## Entries supplied
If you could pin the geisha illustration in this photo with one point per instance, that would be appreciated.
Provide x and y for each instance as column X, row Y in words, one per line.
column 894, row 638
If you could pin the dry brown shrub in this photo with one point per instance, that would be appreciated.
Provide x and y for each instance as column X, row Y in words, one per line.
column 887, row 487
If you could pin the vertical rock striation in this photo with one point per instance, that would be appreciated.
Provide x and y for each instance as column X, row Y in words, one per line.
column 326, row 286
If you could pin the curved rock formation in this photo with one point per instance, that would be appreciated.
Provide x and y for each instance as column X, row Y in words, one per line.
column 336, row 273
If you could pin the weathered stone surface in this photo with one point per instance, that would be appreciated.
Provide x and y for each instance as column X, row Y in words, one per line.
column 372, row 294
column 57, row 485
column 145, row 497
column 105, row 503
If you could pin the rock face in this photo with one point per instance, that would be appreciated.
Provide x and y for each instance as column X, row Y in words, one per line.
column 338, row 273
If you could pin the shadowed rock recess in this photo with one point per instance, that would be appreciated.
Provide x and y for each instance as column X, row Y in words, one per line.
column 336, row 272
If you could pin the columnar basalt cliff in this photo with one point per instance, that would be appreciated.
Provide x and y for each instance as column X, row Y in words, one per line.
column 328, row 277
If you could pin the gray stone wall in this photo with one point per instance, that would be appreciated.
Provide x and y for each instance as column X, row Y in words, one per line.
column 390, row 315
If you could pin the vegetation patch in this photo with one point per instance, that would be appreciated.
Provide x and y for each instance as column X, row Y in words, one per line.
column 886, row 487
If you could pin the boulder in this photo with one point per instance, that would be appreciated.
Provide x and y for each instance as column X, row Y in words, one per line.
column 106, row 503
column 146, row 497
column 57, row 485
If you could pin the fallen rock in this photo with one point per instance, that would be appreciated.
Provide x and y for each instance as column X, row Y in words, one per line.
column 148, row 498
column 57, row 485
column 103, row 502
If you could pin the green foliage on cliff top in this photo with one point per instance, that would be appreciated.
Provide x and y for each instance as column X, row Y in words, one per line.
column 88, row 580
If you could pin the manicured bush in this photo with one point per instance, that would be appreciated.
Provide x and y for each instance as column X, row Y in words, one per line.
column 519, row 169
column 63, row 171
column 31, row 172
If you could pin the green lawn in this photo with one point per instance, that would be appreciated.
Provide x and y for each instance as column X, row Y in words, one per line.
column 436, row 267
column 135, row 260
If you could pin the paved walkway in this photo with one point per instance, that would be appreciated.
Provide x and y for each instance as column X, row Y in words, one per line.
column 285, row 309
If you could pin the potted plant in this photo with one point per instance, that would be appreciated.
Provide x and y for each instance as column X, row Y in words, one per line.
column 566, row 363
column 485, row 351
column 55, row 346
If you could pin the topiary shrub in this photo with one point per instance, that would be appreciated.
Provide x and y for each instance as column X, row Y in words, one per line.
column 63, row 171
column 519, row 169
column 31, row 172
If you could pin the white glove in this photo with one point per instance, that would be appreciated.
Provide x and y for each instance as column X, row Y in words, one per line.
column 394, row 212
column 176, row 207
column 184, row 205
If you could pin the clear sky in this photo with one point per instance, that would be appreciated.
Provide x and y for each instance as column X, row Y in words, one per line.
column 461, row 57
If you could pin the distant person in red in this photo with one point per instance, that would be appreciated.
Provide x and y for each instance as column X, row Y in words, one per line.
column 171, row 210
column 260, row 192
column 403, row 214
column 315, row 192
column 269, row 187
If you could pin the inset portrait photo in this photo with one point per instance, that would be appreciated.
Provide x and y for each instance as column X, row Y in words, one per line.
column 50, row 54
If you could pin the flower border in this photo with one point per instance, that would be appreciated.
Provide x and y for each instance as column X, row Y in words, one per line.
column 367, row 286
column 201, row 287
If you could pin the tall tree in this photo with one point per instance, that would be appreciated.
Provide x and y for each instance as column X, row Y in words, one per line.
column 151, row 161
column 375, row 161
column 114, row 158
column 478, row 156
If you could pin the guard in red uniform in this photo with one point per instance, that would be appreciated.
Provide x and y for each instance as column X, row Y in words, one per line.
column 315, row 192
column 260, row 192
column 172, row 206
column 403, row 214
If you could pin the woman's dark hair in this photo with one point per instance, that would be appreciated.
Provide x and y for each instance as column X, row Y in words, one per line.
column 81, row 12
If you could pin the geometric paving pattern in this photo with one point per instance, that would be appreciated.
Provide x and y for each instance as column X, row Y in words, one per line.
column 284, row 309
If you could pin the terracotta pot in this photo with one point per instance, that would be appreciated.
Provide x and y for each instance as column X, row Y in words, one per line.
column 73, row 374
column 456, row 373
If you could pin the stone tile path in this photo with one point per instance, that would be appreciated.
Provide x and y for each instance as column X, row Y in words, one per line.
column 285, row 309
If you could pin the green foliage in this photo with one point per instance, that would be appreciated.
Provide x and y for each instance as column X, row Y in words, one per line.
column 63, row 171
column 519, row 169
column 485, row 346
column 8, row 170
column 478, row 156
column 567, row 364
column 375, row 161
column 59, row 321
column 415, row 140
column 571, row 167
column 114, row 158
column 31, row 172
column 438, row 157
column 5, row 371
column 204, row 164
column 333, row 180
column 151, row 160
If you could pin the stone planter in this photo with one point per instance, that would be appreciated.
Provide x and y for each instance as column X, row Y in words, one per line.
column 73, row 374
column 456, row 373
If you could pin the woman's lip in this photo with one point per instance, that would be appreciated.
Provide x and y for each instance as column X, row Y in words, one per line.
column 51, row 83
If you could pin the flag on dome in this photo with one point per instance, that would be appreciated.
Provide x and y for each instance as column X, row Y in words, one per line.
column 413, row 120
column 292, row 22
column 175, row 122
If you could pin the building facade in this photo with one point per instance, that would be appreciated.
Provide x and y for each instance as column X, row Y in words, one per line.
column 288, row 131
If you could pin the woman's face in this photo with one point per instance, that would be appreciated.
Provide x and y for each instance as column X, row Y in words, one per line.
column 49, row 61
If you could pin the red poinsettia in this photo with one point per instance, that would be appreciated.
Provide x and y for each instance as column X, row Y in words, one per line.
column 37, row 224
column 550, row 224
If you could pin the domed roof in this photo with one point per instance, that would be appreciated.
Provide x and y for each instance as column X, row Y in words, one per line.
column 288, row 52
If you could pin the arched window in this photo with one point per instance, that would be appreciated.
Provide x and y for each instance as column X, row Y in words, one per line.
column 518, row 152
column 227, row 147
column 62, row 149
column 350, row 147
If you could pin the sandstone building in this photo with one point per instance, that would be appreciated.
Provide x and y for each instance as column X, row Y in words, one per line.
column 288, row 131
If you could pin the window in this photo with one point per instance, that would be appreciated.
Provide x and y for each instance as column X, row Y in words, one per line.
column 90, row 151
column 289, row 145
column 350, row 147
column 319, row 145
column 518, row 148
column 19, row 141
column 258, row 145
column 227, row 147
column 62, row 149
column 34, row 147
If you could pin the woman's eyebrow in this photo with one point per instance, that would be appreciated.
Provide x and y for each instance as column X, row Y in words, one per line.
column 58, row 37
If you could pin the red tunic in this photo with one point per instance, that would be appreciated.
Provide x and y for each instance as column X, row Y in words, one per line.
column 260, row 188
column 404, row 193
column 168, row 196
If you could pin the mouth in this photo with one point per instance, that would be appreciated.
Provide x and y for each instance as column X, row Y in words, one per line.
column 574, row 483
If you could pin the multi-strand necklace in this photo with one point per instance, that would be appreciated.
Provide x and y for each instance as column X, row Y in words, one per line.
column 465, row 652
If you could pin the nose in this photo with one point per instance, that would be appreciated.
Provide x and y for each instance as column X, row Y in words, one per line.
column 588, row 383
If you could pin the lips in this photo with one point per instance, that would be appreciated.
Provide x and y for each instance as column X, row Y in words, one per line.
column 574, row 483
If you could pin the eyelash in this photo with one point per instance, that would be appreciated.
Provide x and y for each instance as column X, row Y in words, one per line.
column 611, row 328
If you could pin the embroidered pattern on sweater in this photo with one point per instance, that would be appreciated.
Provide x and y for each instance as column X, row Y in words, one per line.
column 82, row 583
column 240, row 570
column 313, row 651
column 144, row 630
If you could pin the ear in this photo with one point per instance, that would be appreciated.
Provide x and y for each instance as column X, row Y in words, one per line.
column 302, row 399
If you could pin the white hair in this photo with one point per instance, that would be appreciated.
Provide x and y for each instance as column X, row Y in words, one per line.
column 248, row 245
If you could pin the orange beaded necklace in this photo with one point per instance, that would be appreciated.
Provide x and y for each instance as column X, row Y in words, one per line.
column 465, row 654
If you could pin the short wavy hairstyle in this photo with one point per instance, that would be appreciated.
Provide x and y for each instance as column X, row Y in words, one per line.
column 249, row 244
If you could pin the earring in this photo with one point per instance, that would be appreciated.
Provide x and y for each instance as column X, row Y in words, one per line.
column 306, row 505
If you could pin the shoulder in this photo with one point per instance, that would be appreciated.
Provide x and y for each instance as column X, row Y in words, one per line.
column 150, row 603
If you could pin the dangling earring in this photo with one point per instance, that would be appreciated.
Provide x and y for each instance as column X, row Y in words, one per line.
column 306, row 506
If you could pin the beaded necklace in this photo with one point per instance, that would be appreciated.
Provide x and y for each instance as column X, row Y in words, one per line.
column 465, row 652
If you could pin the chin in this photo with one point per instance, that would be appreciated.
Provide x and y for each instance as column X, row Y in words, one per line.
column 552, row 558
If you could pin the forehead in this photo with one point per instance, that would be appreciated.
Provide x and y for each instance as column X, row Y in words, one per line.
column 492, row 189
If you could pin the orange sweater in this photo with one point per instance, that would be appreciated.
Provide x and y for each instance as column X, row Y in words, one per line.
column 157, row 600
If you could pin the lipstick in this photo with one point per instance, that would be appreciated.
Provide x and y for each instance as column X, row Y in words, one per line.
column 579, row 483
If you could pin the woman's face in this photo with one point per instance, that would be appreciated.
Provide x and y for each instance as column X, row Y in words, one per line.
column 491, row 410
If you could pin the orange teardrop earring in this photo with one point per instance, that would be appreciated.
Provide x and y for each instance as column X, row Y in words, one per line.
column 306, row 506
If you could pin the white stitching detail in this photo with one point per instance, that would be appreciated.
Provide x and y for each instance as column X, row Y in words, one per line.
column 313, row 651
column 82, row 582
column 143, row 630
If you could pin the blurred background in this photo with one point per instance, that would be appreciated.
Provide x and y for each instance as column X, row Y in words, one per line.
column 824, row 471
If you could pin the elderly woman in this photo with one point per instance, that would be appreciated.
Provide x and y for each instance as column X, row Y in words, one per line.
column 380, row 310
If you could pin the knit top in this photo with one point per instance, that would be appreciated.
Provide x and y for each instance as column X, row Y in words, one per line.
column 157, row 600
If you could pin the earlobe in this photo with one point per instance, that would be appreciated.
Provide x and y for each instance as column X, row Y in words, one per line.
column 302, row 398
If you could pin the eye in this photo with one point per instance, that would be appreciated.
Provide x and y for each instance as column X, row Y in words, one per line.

## Exercise brief
From the records, copy out word for word the lines from the one containing "If you could pin the orange sweater" through the one containing "column 143, row 630", both of those lines included.

## Complete answer
If you could pin the orange sweater in this photo with one point per instance, that would be appreciated.
Provide x and y for each instance as column X, row Y in words, one per line.
column 157, row 600
If you could pin the lipstick in this photo with one point per instance, that would be appreciated.
Provide x and y for each instance as column X, row Y in words, one per line.
column 579, row 483
If you could pin the woman's face in this photo with one point per instance, that would be appreciated.
Provide x and y for each instance as column X, row Y in words, one per line.
column 491, row 410
If you could pin the orange teardrop earring in this photo with one point per instance, that would be appreciated.
Provide x and y for each instance as column X, row Y in words, one per line.
column 306, row 506
If you could pin the white stitching detail in this photo with one point per instance, that would be appreciated.
Provide x and y for each instance as column X, row Y in words, one per line.
column 313, row 651
column 82, row 582
column 143, row 630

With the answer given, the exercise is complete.